▶ Input rows

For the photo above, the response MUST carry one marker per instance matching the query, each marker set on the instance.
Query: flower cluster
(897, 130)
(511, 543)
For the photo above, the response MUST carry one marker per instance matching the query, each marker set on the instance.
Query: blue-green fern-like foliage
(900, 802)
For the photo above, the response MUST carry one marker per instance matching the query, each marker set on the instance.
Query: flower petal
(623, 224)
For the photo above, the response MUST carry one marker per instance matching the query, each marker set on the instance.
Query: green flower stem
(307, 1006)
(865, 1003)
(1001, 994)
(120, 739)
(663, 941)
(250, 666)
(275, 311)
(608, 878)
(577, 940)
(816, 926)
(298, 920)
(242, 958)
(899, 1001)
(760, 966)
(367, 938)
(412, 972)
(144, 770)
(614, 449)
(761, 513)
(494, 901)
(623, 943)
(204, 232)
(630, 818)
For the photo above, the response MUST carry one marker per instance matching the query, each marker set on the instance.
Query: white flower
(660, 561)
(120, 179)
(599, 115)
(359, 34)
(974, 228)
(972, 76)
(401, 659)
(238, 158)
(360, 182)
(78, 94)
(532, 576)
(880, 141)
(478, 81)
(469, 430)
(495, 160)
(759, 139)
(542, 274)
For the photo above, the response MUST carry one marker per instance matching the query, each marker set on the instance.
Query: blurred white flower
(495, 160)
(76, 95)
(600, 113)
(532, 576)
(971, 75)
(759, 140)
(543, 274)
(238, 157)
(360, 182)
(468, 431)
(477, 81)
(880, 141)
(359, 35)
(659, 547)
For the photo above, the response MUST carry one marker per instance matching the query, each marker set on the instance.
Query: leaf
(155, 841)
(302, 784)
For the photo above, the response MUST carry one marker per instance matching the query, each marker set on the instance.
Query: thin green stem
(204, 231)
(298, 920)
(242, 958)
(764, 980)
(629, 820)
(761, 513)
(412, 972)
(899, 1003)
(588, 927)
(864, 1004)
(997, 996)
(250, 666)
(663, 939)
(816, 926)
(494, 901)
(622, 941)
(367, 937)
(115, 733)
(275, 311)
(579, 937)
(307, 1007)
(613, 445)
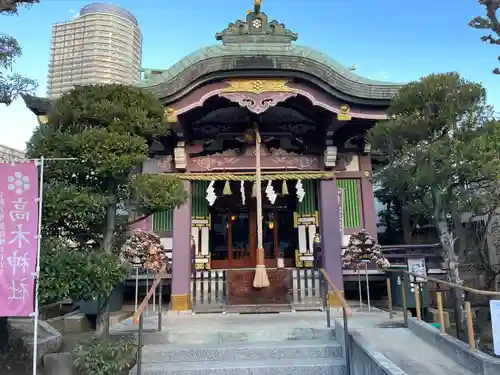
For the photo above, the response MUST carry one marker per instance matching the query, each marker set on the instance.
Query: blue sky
(390, 40)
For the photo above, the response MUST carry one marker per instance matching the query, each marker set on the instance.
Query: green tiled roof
(216, 58)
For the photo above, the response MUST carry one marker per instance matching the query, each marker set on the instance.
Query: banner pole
(37, 272)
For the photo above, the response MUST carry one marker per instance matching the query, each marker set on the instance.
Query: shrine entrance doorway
(234, 232)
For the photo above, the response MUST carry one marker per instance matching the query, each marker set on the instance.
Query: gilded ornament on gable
(344, 114)
(258, 86)
(170, 115)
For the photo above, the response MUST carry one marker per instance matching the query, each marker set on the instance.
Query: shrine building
(312, 115)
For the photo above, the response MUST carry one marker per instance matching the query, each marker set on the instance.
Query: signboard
(495, 324)
(493, 240)
(18, 238)
(417, 265)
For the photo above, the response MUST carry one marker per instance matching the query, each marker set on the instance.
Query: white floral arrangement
(362, 247)
(144, 249)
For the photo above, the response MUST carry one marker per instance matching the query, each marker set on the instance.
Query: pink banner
(18, 238)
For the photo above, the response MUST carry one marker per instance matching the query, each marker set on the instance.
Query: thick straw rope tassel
(260, 280)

▶ Instructions for the task
Leave out the pictures and output the rest of the material exactly as written.

▶ Exercise answer
For the photo above, the response MUST carry one marker per instance matching the query, each marker set on the instance.
Query: flower cluster
(897, 130)
(511, 543)
For the photo above, the response MUST carry one marker per instance matching the query, each marker set on the instance.
Query: blue-green fern-like foliage
(900, 802)
For the photo above, the response MUST carry one marker per instance matching the query, each marker set on the instance.
Query: flower petal
(623, 224)
For the photo above, the response MUST carry one marker per instance matching the query, each marker set on the instance.
Query: green flower stem
(307, 1006)
(865, 1003)
(1001, 994)
(120, 739)
(663, 941)
(250, 666)
(275, 311)
(608, 878)
(577, 940)
(816, 926)
(298, 920)
(242, 958)
(899, 1001)
(760, 966)
(367, 938)
(412, 972)
(144, 770)
(614, 449)
(761, 513)
(494, 901)
(623, 943)
(204, 232)
(630, 818)
For the photo above, the response MUST carry one marker per instance matching the query, each marker set on the instance.
Query: white flower
(660, 561)
(120, 179)
(599, 115)
(359, 34)
(974, 228)
(972, 76)
(401, 659)
(238, 158)
(360, 182)
(78, 94)
(532, 576)
(880, 141)
(478, 81)
(469, 430)
(495, 160)
(759, 139)
(542, 274)
For the photo above, the response MUST carry one marker per instance matching the query, each marker set on the instance.
Query: blurred white flower
(495, 160)
(76, 95)
(600, 113)
(532, 576)
(971, 75)
(759, 140)
(543, 274)
(238, 157)
(360, 182)
(468, 431)
(477, 81)
(880, 141)
(359, 35)
(659, 547)
For the photo above, the response MUST carry one marker per instance matching the query, each marker set on the instance.
Query: leaf
(155, 841)
(302, 784)
For the photo above, the response MUST carry one marker per instance matching the query, each marker set on the instance.
Query: thin green stem
(204, 231)
(298, 920)
(242, 958)
(764, 980)
(629, 820)
(761, 513)
(412, 972)
(899, 1003)
(588, 927)
(864, 1004)
(997, 996)
(250, 666)
(663, 939)
(816, 926)
(494, 901)
(622, 941)
(367, 937)
(115, 733)
(275, 311)
(579, 937)
(307, 1007)
(613, 445)
For the photo above, the response MUST carry one marker per instance matching the query, each marker set on the instance.
Query: blue sky
(390, 40)
For the photo above, the response MUST carry one marker per instance matching the query, each marker set on the instance.
Query: green tiled roof
(216, 58)
For the photo above, the response MUST carry one marker per instance matching the query, each marker set on the instance.
Query: banner pole
(37, 272)
For the photo above, the response MUST carry one marker per instance matching the query, each marker set on the instance.
Query: shrine entrance doorway
(234, 232)
For the photo above, the response MUST carry one marker per instance matching the query, each marker set on the instance.
Query: gilded ornament on gable
(344, 114)
(258, 86)
(170, 115)
For the photo above, the response MUST carry one marker per instance matching the query, each marker set on the instance.
Query: shrine building
(312, 115)
For the photo above, the response MUST carry one marker per instance matching the query, each marker set on the instance.
Query: signboard
(495, 324)
(493, 240)
(18, 238)
(417, 265)
For the photo above, the response MUST carry one marker per instance matching the query, each marker set on the instance.
Query: white floral arrangement
(362, 247)
(144, 249)
For the photo above, the response MUST carry one marker per instance matching the query, each marker set on the instance.
Query: pink banner
(18, 238)
For the photo above, the response MUST carry one marker per instance matching the query, each marker set on the instance.
Query: thick straw rope tassel
(260, 280)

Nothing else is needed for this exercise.